Problem set:
(1) Copy the part of the archery tournament thread between "Sure going to" and "people running it.", inclusive, but switch "bells" to "whistles".
(2) In the archery tournament thread, why is the league night held on a Wednesday during the second week of the month?

──────── Article

# GRENVILLE 3-D MARCH 4th



## ont.deerhunter (Mar 26, 2004)

Grenvilles first 3d tournamnet of the year will be march 4th at the new indoor range at the club 2596 Campbell rd north Prescott,ON. Also Grenville is holding a league night(fita not 3d) once a week on Tuesday nights with the exception of the second tuesday of the month the league is held on Wednesday night(due to club meeting). See the Grenville fish and game clubs website for dates for league nights. Hope to see you all there.


----------



## wellis1840 (May 29, 2005)

How many targets. Are you serving a lunch and what are the times for registration?


----------



## ont.deerhunter (Mar 26, 2004)

there will be 20 targets X2 and lunch will be served,probably hamburgs and hot dogs, registartion is from 7:30 am to 10;00am will double check these times but sure that is correct. Hope to see everyone out.


----------



## ont.deerhunter (Mar 26, 2004)

ttt


----------



## ont.deerhunter (Mar 26, 2004)

getting close who's comin out???


----------



## DODGE-3D (Feb 17, 2005)

Come on people lets fill the house.


----------



## steely5 (Dec 6, 2008)

Sure going to try and be there.I should be able to hit my first 300 score. with 40 targets...lol


----------



## crkelly (Mar 17, 2011)

With bells on! Great club and great people running it.


----------



## ont.deerhunter (Mar 26, 2004)

ttt


----------



## Michael Myers (Nov 13, 2008)

────────────────
──────── Raw records

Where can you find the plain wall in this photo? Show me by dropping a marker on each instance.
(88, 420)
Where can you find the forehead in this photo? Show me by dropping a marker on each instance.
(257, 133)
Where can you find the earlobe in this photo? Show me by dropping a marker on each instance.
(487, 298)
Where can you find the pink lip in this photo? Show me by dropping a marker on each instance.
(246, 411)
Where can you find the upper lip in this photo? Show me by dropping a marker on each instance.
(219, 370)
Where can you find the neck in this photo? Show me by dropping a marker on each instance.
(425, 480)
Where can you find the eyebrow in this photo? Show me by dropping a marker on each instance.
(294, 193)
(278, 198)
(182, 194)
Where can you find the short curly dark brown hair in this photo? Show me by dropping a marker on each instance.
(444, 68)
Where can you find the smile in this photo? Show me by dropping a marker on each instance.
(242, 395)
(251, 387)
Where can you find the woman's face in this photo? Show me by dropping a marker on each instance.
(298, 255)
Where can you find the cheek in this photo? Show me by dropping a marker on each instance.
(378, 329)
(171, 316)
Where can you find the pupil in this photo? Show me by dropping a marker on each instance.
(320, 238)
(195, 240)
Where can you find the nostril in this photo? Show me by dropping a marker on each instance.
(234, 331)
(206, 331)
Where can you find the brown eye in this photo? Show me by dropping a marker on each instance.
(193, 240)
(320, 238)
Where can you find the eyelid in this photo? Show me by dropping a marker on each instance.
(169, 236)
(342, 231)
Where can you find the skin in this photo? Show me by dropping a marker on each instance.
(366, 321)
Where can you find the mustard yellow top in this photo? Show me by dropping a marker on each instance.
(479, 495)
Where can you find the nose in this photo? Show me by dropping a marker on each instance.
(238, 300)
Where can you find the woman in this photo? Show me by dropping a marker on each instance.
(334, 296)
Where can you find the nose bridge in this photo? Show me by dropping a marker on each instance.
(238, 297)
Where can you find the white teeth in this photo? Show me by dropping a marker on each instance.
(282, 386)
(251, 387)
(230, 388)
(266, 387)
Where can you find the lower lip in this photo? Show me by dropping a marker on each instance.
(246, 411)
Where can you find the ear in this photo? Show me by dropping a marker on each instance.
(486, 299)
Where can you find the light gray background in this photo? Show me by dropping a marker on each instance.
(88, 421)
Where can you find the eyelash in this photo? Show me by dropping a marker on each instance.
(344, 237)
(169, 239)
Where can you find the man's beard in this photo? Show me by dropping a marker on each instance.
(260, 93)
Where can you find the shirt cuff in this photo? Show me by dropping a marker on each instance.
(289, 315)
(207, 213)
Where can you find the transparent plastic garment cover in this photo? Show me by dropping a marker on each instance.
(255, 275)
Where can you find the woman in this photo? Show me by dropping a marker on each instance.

────────────────

Results by task:
(1)
Sure going to try and be there.I should be able to hit my first 300 score. with 40 targets...lol


----------



## crkelly (Mar 17, 2011)

With whistles on! Great club and great people running it.

(2) On the second Tuesday of the month, the league moves to Wednesday night because of the club meeting.